Saved entries:
★ ★ ★ ★ ★ ★ ★

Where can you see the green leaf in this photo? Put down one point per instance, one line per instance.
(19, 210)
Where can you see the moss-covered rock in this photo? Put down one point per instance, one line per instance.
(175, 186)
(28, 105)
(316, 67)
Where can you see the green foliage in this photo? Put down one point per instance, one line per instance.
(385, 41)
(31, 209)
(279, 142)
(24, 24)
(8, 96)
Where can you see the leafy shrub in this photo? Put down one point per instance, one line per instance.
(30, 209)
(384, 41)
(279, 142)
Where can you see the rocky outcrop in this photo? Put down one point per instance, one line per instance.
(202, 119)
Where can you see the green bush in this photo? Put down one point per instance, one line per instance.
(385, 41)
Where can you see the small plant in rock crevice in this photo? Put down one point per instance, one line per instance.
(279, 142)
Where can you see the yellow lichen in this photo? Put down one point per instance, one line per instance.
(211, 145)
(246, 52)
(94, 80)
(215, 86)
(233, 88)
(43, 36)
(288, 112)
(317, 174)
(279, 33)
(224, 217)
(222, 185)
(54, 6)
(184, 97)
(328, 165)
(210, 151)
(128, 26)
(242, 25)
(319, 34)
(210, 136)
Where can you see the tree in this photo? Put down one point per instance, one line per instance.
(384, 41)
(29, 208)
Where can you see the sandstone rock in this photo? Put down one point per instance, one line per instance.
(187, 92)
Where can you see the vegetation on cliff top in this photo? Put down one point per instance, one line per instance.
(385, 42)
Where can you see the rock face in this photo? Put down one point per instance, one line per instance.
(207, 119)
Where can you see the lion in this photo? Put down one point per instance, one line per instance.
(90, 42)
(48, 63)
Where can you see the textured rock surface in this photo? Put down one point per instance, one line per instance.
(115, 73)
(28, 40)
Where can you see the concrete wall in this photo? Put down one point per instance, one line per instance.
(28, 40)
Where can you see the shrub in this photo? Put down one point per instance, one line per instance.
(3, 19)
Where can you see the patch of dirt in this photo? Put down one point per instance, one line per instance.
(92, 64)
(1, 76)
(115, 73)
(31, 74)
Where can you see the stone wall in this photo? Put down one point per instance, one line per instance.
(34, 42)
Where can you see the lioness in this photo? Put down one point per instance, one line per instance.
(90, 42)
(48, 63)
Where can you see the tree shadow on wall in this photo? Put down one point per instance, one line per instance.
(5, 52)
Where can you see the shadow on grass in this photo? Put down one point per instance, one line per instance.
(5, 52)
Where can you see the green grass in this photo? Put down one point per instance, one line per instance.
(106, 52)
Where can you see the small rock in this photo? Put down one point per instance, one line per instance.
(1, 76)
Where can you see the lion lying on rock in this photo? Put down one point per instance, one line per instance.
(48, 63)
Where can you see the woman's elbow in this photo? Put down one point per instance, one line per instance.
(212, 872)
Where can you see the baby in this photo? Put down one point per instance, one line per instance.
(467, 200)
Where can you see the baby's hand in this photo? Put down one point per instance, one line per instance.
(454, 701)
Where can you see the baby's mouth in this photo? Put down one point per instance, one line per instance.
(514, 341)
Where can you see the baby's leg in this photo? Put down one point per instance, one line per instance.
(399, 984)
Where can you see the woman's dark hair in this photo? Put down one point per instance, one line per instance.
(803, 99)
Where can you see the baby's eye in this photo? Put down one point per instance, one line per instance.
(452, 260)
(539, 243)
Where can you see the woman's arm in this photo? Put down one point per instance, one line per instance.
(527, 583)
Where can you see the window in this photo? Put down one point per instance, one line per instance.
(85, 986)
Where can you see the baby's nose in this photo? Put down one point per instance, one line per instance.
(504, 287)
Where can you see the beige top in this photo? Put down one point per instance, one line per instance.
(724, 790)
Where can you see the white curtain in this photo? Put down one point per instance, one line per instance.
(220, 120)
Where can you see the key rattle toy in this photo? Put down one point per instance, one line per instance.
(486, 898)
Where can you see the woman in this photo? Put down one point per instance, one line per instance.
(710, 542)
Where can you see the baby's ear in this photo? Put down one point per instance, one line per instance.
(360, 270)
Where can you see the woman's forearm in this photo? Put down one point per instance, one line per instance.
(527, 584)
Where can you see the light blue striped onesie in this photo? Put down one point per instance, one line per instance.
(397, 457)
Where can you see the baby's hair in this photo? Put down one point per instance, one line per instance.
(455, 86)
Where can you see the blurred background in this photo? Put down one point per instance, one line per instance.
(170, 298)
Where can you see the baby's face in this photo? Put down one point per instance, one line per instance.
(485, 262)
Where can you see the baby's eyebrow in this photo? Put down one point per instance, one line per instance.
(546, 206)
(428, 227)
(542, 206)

★ ★ ★ ★ ★ ★ ★

§ **GOAL OF THE EXERCISE**
Output the entries exactly.

§ **RESPONSE**
Where can you see the green leaf in this photo? Put down one point per instance, one line per instance.
(19, 210)
Where can you see the moss-covered rock in this photo? Put down one point per instance, one line per instance.
(175, 186)
(28, 105)
(316, 67)
Where can you see the green foliage in this photo? Put down one point per instance, one line per instance.
(385, 41)
(31, 209)
(279, 142)
(24, 24)
(8, 96)
Where can you see the leafy shrub in this photo? Put down one point per instance, one line per instance.
(30, 209)
(384, 41)
(279, 142)
Where can you see the rocky outcrop in this photo? Put down one point per instance, one line per instance.
(202, 119)
Where can you see the green bush in this photo? Put down one point per instance, one line per instance.
(385, 41)
Where can you see the small plant in rock crevice in this photo? Put down one point per instance, one line per instance.
(279, 142)
Where can you see the yellow lichen in this photo? Put down one point per instance, one line per instance.
(211, 145)
(246, 52)
(94, 80)
(215, 86)
(233, 88)
(43, 36)
(288, 112)
(317, 174)
(279, 33)
(224, 217)
(222, 185)
(54, 6)
(184, 97)
(328, 165)
(210, 151)
(128, 26)
(242, 25)
(319, 34)
(210, 136)
Where can you see the tree in this photo? Put down one point per instance, one line per instance.
(384, 41)
(29, 208)
Where can you see the sandstone rock in this photo? Put down one point per instance, one line per instance.
(187, 92)
Where can you see the vegetation on cliff top in this photo? Put down one point per instance, one line per instance.
(385, 42)
Where can you see the rock face in this photo? Put down one point per instance, one line per instance.
(207, 119)
Where can you see the lion in this photo? Put down one point per instance, one line per instance.
(90, 42)
(48, 63)
Where can you see the textured rock surface in this photo? Put down one point per instance, one line per instance.
(115, 73)
(28, 40)
Where can you see the concrete wall in this photo? Put down one point per instance, one line per instance.
(28, 40)
Where can you see the shrub in this photo? Put down one point per instance, one line per instance.
(3, 19)
Where can you see the patch of dirt in this photo? Put down one point per instance, one line per instance.
(92, 64)
(1, 76)
(115, 73)
(31, 74)
Where can you see the stone wall in this photo? Put down one point per instance, one line per instance.
(34, 42)
Where can you see the lioness in this photo? Put down one point per instance, one line per instance.
(90, 42)
(48, 63)
Where can you see the tree shadow on wall in this photo? Put down one point per instance, one line per instance.
(5, 52)
Where can you see the shadow on grass in this photo? Put down one point per instance, one line per instance.
(5, 52)
Where can you see the green grass in this photo? Put down one point per instance, one line per instance.
(106, 52)
Where can you see the small rock in this photo? Put down one point per instance, one line per instance.
(1, 76)
Where can you see the lion lying on rock in this photo? Put down one point per instance, one line per instance.
(48, 63)
Where can you see the woman's elbow in this photo? Put down one point per instance, one line per instance.
(212, 872)
Where can you see the baby in this photo? Put down one point per instance, one line per instance.
(467, 200)
Where can you see the baby's hand in this photo? Put down one point per instance, one line per instance.
(454, 701)
Where can you see the baby's mouth in this photo? Put down one point per instance, one line per instance.
(514, 341)
Where can you see the baby's leg in this photo? Put down one point per instance, one line per instance.
(399, 984)
Where can you see the woman's dark hair in this photo? Put down one point per instance, one line per instance.
(803, 99)
Where can you see the baby's eye in this photo? Put down one point per instance, one line per instance.
(452, 260)
(539, 243)
Where can you see the woman's arm in this photo? Put down one point per instance, one line per instance.
(527, 583)
Where can you see the window in this photo? Put down one point per instance, one line per instance.
(85, 986)
Where can you see the baby's nose in this photo? Put down one point per instance, one line per instance.
(504, 287)
Where can you see the beige top in this photo? Put down one point per instance, one line per instance.
(724, 790)
Where can you see the white curtain in this photo? Put down one point per instance, one line per instance.
(220, 120)
Where can you see the key rattle toy in this photo? Put down one point per instance, one line per instance.
(486, 898)
Where can you see the woman in this photo? Put down one point per instance, one line per instance.
(710, 542)
Where can you see the baby's ear in this photo? Put down one point per instance, one line per instance.
(360, 270)
Where can you see the woman's forearm in this photo? Put down one point per instance, one line per instance.
(527, 584)
Where can you see the light blue striped onesie in this photo? Put down one point per instance, one line per instance.
(397, 457)
Where can you see the baby's hair in this photo? Put down one point per instance, one line per instance.
(455, 86)
Where can you see the blurred background in this photo? Put down one point per instance, one line per instance.
(170, 298)
Where can you see the baby's face in this photo? Put down one point per instance, one line per instance.
(485, 262)
Where can you see the baby's eyebrow in this photo? Put down one point per instance, one line per instance.
(546, 206)
(428, 227)
(542, 206)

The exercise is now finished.